# EXERCISE OBJECTIVE
The lines you return must be all those in the data that hold the string "domed".

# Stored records
* * * * * * *
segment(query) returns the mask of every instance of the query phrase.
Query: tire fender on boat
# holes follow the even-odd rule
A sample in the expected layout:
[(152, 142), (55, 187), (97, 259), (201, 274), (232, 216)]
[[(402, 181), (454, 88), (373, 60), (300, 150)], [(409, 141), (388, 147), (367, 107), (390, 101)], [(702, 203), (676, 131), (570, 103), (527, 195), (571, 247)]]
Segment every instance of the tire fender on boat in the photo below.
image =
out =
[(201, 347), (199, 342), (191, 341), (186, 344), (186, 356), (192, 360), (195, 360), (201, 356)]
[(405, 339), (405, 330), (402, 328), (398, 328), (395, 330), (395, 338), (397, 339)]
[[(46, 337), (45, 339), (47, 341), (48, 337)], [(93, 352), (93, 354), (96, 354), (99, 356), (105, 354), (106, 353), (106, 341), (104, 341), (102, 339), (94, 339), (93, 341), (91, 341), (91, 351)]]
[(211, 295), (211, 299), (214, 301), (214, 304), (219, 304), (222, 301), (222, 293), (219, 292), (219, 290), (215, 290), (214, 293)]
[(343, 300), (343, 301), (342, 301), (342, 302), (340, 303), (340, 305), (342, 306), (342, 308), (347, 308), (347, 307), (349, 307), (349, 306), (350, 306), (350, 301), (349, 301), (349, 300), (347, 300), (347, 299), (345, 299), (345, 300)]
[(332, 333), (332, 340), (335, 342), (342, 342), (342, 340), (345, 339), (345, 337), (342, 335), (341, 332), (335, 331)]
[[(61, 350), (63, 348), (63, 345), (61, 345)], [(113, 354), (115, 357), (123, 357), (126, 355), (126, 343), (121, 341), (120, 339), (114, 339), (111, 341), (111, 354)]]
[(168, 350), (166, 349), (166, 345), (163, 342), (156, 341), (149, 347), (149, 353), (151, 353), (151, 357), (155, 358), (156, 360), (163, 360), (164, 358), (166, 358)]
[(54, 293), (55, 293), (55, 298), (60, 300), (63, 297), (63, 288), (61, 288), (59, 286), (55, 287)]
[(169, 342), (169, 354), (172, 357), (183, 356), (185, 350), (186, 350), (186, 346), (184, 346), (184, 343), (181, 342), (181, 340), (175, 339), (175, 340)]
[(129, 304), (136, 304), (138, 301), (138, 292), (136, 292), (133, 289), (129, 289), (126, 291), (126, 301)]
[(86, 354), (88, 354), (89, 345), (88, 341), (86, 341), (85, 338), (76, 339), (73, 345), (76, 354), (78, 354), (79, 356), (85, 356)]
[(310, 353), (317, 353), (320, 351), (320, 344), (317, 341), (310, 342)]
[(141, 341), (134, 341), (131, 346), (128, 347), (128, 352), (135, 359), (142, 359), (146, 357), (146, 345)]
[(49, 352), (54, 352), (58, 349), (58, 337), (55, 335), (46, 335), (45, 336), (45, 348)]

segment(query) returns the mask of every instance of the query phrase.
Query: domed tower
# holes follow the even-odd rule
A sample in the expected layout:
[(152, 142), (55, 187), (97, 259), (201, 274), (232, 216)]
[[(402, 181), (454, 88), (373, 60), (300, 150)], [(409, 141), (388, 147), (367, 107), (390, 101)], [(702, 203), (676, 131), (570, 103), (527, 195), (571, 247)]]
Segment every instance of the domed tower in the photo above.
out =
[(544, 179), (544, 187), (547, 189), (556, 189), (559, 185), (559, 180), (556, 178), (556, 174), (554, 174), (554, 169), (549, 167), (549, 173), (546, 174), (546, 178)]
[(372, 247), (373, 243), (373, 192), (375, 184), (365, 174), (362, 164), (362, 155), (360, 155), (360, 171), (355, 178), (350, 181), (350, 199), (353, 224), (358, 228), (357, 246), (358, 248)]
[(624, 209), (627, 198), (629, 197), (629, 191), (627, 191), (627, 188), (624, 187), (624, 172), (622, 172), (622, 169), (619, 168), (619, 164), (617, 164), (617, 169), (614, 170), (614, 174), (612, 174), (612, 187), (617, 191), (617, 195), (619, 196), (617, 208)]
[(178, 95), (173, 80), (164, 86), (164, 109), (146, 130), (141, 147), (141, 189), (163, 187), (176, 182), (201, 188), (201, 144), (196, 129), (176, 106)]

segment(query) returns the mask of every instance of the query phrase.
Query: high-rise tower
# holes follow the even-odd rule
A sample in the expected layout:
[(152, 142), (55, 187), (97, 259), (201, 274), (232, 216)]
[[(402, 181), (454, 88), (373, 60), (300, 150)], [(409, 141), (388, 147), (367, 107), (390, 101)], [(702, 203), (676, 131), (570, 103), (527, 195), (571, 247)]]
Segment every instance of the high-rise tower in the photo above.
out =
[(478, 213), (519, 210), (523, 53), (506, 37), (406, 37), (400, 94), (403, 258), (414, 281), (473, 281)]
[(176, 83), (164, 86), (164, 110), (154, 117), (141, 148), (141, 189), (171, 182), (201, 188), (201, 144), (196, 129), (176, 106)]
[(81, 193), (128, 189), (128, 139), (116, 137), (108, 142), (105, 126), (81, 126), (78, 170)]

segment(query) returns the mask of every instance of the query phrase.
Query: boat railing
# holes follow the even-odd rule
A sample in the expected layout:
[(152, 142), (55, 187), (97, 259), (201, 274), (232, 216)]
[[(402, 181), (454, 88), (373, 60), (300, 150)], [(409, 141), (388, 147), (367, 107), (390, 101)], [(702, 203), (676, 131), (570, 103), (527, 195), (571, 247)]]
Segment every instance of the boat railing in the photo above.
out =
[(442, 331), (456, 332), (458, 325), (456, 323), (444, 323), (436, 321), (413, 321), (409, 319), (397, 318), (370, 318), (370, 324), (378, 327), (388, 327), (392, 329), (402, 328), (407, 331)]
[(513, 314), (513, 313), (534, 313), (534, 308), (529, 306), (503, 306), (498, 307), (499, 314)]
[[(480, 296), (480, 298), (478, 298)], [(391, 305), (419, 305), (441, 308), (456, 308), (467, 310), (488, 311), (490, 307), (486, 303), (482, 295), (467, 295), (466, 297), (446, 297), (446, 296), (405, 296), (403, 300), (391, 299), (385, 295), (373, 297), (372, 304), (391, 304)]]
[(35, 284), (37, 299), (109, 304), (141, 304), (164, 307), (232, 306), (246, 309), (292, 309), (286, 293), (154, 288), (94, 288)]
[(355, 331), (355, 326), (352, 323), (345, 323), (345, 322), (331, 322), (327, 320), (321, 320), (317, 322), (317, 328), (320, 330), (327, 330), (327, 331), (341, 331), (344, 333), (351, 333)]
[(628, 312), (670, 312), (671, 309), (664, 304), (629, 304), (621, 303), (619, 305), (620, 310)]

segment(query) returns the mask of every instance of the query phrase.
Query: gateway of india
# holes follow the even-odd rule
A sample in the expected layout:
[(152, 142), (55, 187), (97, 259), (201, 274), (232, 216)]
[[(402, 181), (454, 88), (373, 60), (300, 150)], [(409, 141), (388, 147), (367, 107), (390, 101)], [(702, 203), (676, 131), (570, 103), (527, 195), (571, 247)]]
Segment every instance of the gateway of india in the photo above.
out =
* * * * * * *
# WRITTEN REPLY
Query: domed tower
Segment every instance of the domed tower in the photo above.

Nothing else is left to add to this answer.